PROBLEM STATEMENT: Lines from the one holding "tree and record integer pixel coordinates." through the end of the entries, inclusive, form the whole output; reproduce them exactly and omit pictures.

Region pointing data:
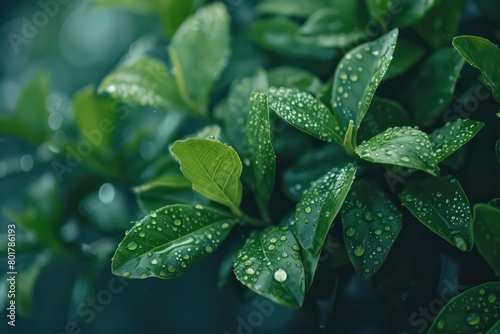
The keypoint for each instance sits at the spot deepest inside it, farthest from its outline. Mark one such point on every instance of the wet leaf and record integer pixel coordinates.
(452, 136)
(95, 118)
(483, 55)
(234, 110)
(170, 240)
(441, 23)
(306, 113)
(371, 224)
(439, 71)
(357, 77)
(262, 154)
(382, 114)
(199, 52)
(487, 232)
(476, 310)
(442, 206)
(319, 206)
(270, 264)
(213, 168)
(401, 146)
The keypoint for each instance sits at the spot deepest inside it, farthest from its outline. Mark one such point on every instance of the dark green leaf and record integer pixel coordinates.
(452, 136)
(487, 232)
(259, 144)
(382, 114)
(442, 206)
(306, 113)
(440, 71)
(441, 23)
(144, 81)
(234, 110)
(357, 77)
(483, 55)
(319, 206)
(476, 310)
(270, 264)
(213, 168)
(169, 240)
(401, 146)
(406, 55)
(199, 52)
(371, 224)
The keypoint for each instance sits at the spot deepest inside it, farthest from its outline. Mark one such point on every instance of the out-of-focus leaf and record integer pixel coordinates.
(199, 52)
(440, 71)
(442, 206)
(170, 240)
(483, 55)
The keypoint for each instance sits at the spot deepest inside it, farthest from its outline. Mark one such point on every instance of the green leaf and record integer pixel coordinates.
(476, 310)
(30, 121)
(234, 110)
(401, 146)
(335, 27)
(439, 71)
(442, 206)
(144, 81)
(95, 118)
(282, 35)
(371, 224)
(406, 55)
(259, 144)
(483, 55)
(170, 240)
(306, 113)
(199, 52)
(213, 168)
(270, 264)
(292, 77)
(487, 232)
(441, 23)
(400, 13)
(319, 206)
(382, 114)
(452, 136)
(310, 166)
(357, 77)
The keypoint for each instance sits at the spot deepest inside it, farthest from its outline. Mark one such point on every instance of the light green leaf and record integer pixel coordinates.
(319, 206)
(282, 35)
(371, 224)
(357, 77)
(401, 146)
(442, 206)
(441, 23)
(213, 168)
(144, 81)
(400, 13)
(440, 71)
(259, 144)
(170, 240)
(306, 113)
(382, 114)
(335, 27)
(487, 232)
(452, 136)
(199, 52)
(270, 264)
(233, 111)
(95, 118)
(483, 55)
(406, 55)
(476, 310)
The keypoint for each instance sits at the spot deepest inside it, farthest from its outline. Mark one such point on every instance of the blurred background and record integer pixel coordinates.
(70, 219)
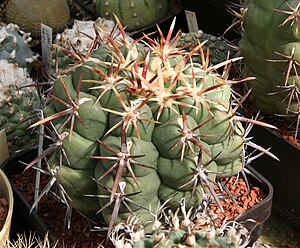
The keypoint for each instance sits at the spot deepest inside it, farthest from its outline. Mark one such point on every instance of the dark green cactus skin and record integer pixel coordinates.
(271, 49)
(153, 141)
(134, 14)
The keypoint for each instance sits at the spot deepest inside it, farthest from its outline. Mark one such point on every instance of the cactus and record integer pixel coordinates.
(17, 101)
(218, 48)
(139, 123)
(135, 14)
(270, 45)
(29, 15)
(181, 228)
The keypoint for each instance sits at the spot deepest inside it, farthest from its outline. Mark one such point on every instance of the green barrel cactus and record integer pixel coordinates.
(134, 14)
(270, 45)
(18, 102)
(29, 15)
(139, 124)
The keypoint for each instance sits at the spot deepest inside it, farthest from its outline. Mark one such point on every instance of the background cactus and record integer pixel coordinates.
(29, 15)
(137, 124)
(270, 45)
(134, 14)
(18, 101)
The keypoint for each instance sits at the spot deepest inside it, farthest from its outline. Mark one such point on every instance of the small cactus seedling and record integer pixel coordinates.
(29, 14)
(18, 100)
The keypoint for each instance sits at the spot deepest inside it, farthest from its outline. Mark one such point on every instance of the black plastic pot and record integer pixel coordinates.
(283, 175)
(32, 222)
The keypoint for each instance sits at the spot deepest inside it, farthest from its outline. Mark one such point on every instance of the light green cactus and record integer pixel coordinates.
(138, 124)
(18, 101)
(134, 14)
(270, 45)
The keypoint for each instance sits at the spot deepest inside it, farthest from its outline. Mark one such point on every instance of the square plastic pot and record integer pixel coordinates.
(283, 174)
(258, 214)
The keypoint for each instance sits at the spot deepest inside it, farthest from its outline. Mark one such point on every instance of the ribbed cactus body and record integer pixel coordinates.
(271, 47)
(152, 124)
(134, 14)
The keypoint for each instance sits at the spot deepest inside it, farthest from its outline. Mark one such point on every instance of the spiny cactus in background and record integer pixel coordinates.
(139, 123)
(81, 35)
(134, 14)
(270, 45)
(17, 101)
(29, 14)
(218, 48)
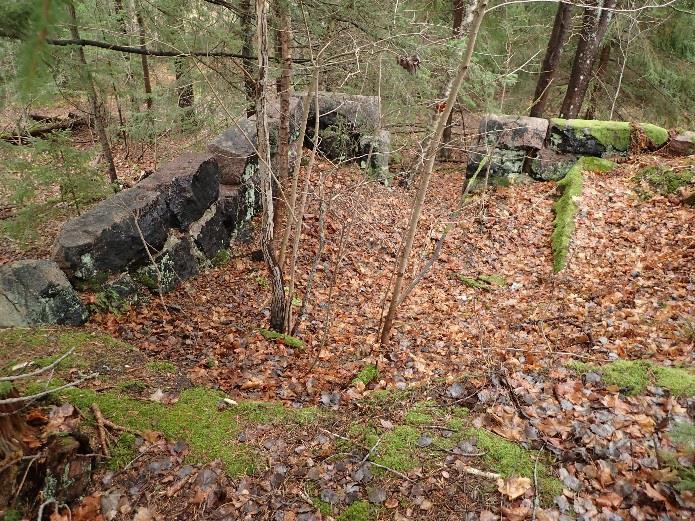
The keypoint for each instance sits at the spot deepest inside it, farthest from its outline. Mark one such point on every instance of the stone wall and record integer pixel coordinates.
(521, 148)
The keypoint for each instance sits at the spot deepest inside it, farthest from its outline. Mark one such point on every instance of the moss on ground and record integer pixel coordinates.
(288, 340)
(510, 459)
(633, 376)
(358, 511)
(614, 135)
(367, 374)
(162, 366)
(195, 419)
(565, 207)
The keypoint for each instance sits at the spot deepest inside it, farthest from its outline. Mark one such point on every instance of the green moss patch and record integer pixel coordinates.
(565, 207)
(510, 459)
(358, 511)
(633, 376)
(162, 366)
(288, 340)
(614, 135)
(367, 374)
(660, 179)
(195, 419)
(658, 136)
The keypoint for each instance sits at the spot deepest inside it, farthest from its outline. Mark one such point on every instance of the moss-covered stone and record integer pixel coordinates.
(633, 376)
(565, 207)
(660, 179)
(288, 340)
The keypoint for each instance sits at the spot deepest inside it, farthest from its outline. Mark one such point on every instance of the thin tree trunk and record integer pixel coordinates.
(278, 309)
(598, 82)
(558, 38)
(246, 22)
(430, 156)
(458, 11)
(143, 58)
(184, 87)
(283, 36)
(595, 24)
(97, 109)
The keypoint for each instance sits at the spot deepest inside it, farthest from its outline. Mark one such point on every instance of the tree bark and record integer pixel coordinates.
(97, 108)
(143, 58)
(283, 36)
(458, 11)
(594, 26)
(558, 38)
(278, 309)
(246, 21)
(184, 87)
(429, 157)
(604, 57)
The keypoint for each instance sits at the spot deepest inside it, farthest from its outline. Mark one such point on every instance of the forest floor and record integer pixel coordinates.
(531, 395)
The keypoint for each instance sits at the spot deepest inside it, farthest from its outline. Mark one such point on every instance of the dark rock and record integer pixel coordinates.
(681, 145)
(589, 137)
(37, 292)
(177, 262)
(105, 239)
(549, 165)
(235, 152)
(190, 184)
(513, 132)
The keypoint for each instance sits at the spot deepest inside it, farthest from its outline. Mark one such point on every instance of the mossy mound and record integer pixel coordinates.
(633, 376)
(598, 138)
(565, 207)
(659, 179)
(194, 418)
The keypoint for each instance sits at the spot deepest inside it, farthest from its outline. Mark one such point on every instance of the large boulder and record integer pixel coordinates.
(682, 144)
(190, 184)
(513, 132)
(37, 292)
(111, 236)
(603, 138)
(506, 144)
(235, 151)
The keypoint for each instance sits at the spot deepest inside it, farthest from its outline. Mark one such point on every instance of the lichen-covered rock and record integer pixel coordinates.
(549, 165)
(682, 144)
(235, 150)
(107, 238)
(37, 292)
(513, 132)
(190, 184)
(600, 138)
(213, 232)
(375, 153)
(177, 262)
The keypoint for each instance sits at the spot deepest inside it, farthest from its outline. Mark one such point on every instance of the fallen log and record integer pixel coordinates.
(52, 124)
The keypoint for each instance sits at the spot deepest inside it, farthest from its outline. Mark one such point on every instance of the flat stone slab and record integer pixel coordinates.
(190, 184)
(513, 131)
(36, 292)
(106, 239)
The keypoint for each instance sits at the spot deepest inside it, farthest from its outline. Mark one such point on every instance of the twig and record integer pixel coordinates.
(100, 428)
(20, 399)
(38, 371)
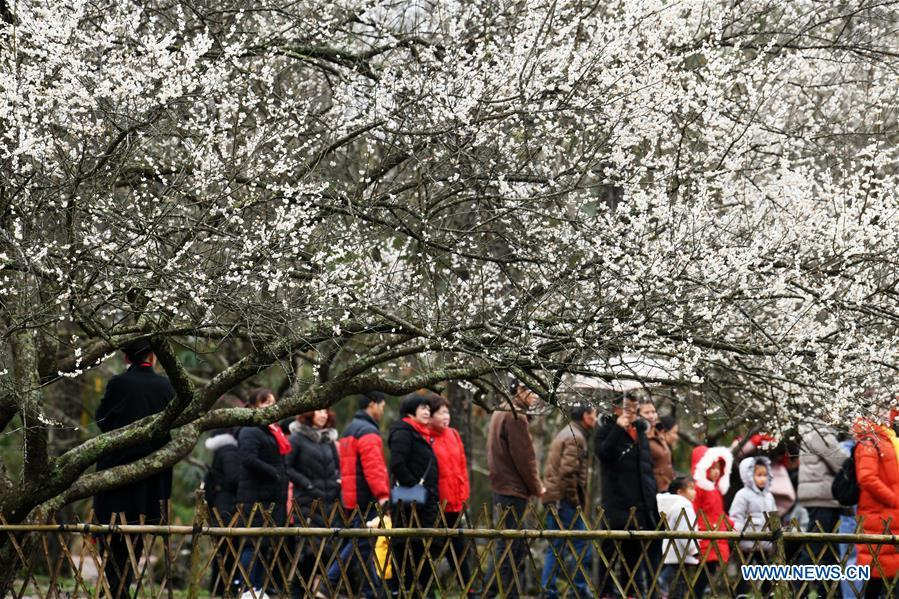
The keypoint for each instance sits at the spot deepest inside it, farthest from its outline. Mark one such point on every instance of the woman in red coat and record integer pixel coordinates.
(877, 471)
(711, 471)
(452, 484)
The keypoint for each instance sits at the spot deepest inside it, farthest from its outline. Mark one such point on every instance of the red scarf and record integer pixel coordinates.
(423, 429)
(278, 434)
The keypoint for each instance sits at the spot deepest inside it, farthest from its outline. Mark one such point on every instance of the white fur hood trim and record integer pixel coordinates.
(219, 441)
(712, 455)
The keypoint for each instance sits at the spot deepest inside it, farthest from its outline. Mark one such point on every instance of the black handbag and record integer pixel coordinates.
(414, 494)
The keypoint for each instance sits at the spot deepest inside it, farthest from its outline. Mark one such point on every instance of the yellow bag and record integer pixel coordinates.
(382, 551)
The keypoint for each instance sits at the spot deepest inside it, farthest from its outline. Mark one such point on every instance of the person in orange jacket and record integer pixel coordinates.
(877, 472)
(711, 471)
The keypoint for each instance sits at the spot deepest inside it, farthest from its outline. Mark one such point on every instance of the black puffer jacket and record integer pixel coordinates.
(410, 456)
(136, 393)
(313, 465)
(223, 475)
(627, 479)
(263, 477)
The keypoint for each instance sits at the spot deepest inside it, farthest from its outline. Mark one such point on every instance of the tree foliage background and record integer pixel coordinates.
(395, 194)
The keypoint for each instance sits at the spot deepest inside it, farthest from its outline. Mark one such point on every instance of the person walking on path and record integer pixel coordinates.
(566, 499)
(262, 489)
(877, 472)
(130, 396)
(313, 468)
(711, 471)
(412, 462)
(662, 437)
(220, 486)
(364, 486)
(680, 556)
(514, 479)
(627, 485)
(452, 486)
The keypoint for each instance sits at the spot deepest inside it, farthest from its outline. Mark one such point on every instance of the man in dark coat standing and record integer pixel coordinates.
(628, 483)
(135, 394)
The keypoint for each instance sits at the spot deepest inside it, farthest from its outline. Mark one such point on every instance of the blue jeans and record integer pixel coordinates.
(559, 552)
(251, 566)
(347, 557)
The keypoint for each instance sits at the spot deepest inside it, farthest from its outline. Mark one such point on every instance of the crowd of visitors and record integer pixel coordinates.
(258, 471)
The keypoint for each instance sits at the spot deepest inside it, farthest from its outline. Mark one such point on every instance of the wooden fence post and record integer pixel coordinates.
(196, 561)
(781, 587)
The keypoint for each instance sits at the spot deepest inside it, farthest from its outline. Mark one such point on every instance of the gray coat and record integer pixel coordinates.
(751, 505)
(820, 458)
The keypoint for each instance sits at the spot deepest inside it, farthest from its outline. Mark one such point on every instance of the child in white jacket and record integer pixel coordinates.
(753, 503)
(676, 506)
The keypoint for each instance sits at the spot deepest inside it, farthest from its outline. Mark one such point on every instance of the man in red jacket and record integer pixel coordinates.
(363, 484)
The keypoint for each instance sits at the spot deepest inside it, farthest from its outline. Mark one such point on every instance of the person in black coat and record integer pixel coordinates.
(628, 483)
(220, 486)
(412, 462)
(262, 488)
(136, 393)
(313, 468)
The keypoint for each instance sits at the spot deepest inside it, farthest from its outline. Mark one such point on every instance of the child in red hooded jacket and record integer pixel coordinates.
(711, 471)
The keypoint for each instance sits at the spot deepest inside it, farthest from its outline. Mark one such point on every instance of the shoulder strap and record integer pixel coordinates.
(428, 469)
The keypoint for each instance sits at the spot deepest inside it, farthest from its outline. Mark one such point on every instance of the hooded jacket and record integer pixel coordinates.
(452, 469)
(223, 475)
(510, 455)
(820, 458)
(312, 465)
(877, 471)
(263, 477)
(363, 472)
(751, 505)
(680, 515)
(565, 472)
(709, 501)
(627, 479)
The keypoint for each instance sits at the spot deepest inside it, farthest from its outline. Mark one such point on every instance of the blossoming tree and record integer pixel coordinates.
(484, 185)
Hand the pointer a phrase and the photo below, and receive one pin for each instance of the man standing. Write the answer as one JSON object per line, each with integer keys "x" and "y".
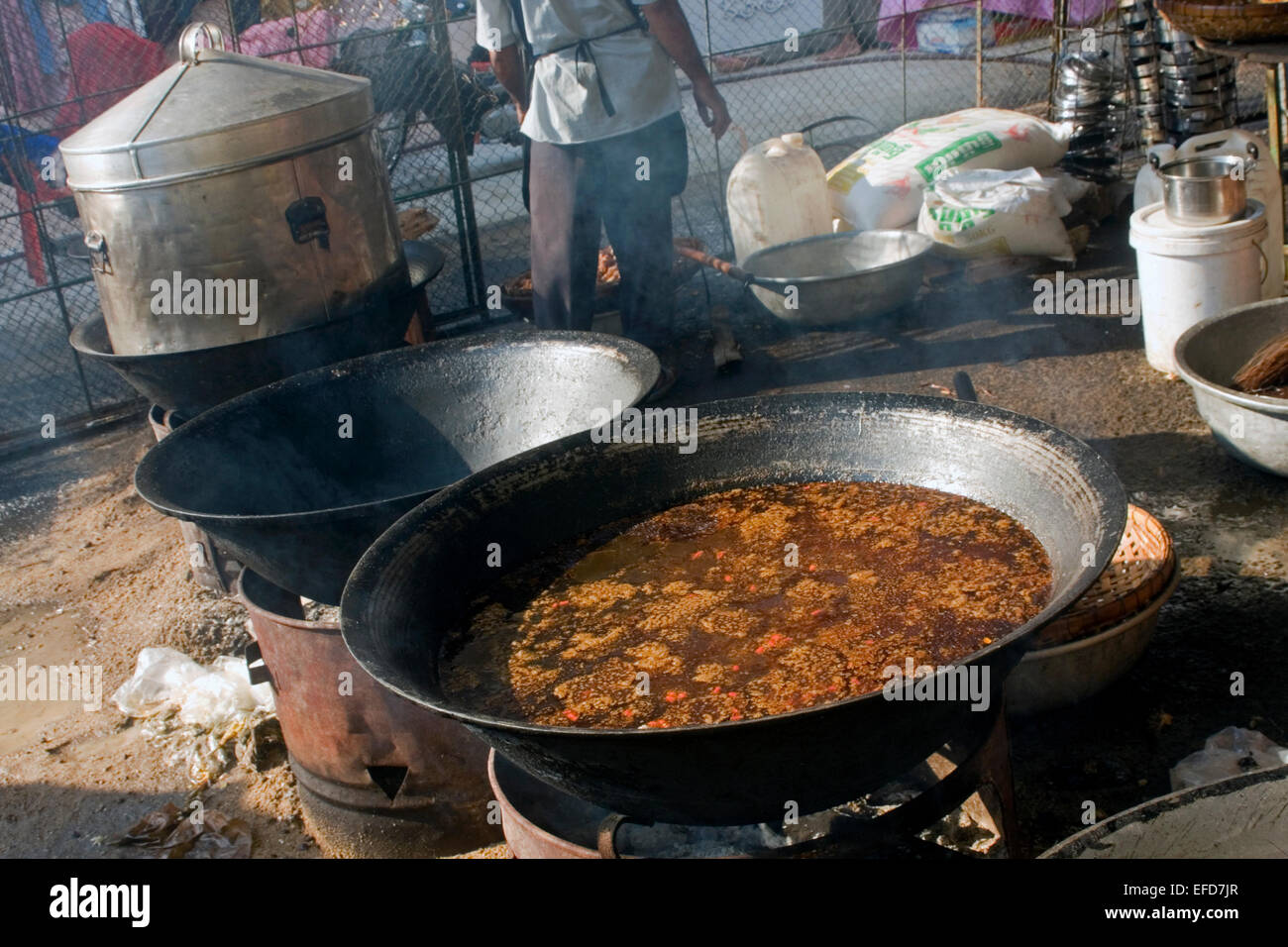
{"x": 606, "y": 147}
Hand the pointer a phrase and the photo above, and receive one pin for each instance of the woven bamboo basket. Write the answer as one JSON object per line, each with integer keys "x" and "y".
{"x": 1232, "y": 22}
{"x": 1140, "y": 570}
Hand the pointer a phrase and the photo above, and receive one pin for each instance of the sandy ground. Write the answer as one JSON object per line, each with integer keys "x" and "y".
{"x": 91, "y": 581}
{"x": 88, "y": 573}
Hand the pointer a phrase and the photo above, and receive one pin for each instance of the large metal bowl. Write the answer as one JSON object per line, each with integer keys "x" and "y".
{"x": 1250, "y": 427}
{"x": 838, "y": 277}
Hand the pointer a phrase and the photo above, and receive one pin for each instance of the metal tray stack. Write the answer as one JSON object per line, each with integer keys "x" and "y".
{"x": 1198, "y": 86}
{"x": 1086, "y": 95}
{"x": 1142, "y": 65}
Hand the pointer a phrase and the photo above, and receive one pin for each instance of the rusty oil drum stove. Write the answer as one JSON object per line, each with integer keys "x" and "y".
{"x": 377, "y": 775}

COMPLETED TASK:
The keypoint for each instance sits at the spot deepest inside it, farthest from its outline. Mark one such point on every instance of the blossoming tree and record integer pixel coordinates.
(484, 185)
Hand the pointer a phrase and the photo below, and receive one pin for each instance of the man standing. Write the answer as one JSON object per line, each with integer keys "x" and "y".
{"x": 606, "y": 147}
Hand the pointer a phrase and the photo above, and receive one pin for each instance of the woven bamboo basket. Write the answer as one JSON object per line, each with integer keys "x" and "y".
{"x": 1232, "y": 22}
{"x": 1140, "y": 570}
Hand the pointer a phrase and the photo above, and receive one pin for each instance of the sandy ground. Write the answer as one JSON object per line, each with integer keys "x" and "y".
{"x": 91, "y": 581}
{"x": 88, "y": 573}
Hand the pointer a phrase and the photo above, and receive one pin for each instance of the large metal bowl. Write the answer as one JSON object per line, each with integer keys "x" and "y".
{"x": 1250, "y": 427}
{"x": 838, "y": 277}
Hand the pointer a phrase and the photo above, and receive one pin for each instance of the metal tray stack. Write the answer as one JSON object per line, each with integer keys "x" and "y".
{"x": 1198, "y": 86}
{"x": 1086, "y": 95}
{"x": 1142, "y": 65}
Hand the pointer a phrase and the photo above, and receive one pin for each instance of the rusty oil drum stove. Write the answer as one JSON object per line, each with integer keys "x" and "y".
{"x": 377, "y": 775}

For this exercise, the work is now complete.